#### EXERCISE INSTRUCTIONS
Repeat the listing below word for word, leaving the pictures out of your answer.

☆ ☆ ☆ ☆ ☆

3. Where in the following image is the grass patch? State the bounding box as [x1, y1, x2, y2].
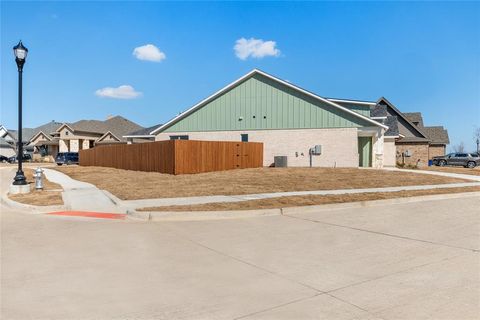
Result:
[8, 168, 63, 206]
[137, 187, 480, 211]
[55, 166, 467, 200]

☆ ☆ ☆ ☆ ☆

#### COMPLETE OUTPUT
3. Where in the following image is the grass patch? State the bounding box as [x1, y1, x2, y2].
Result:
[8, 168, 63, 206]
[137, 187, 480, 211]
[55, 166, 467, 200]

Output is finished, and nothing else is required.